» TASK INPUTS:
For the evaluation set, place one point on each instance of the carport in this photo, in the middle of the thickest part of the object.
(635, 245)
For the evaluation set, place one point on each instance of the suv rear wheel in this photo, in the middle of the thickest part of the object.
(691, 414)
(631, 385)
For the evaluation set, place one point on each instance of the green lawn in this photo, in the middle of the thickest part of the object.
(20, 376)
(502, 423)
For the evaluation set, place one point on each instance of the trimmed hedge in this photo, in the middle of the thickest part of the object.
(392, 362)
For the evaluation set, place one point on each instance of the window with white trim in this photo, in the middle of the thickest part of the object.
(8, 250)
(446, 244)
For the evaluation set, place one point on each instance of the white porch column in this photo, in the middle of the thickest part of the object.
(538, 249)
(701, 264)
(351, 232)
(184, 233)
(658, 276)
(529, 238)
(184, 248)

» AIM OF THE TASK:
Can you reproduce all of the data above line for line, without changing anything?

» ANSWER TO THIS TASK:
For the evaluation set, place one point on each instance of the carport in this photo, in the middle of the thickest part of the object.
(635, 245)
For the evaluation set, place one point on each instance of the suv rear wheel in this photo, in the middle of the thickest part of the object.
(691, 414)
(631, 385)
For the evaluation set, place one point on each instance of the green lawn in this photo, in the middle of the thickest part of the object.
(20, 376)
(502, 423)
For the evaluation set, place one point on each instance of the trimmed hedge in this photo, in the middle of the thickest part of the object.
(392, 362)
For the evaluation set, place one point on each instance of the window with white trim in this photo, in the middle of the thickest part of the object.
(8, 250)
(446, 244)
For the evaluation set, place one point on each instance of the white porch column in this photo, in the middle of the thickest part of the object.
(538, 249)
(701, 264)
(351, 232)
(184, 233)
(658, 276)
(529, 238)
(184, 248)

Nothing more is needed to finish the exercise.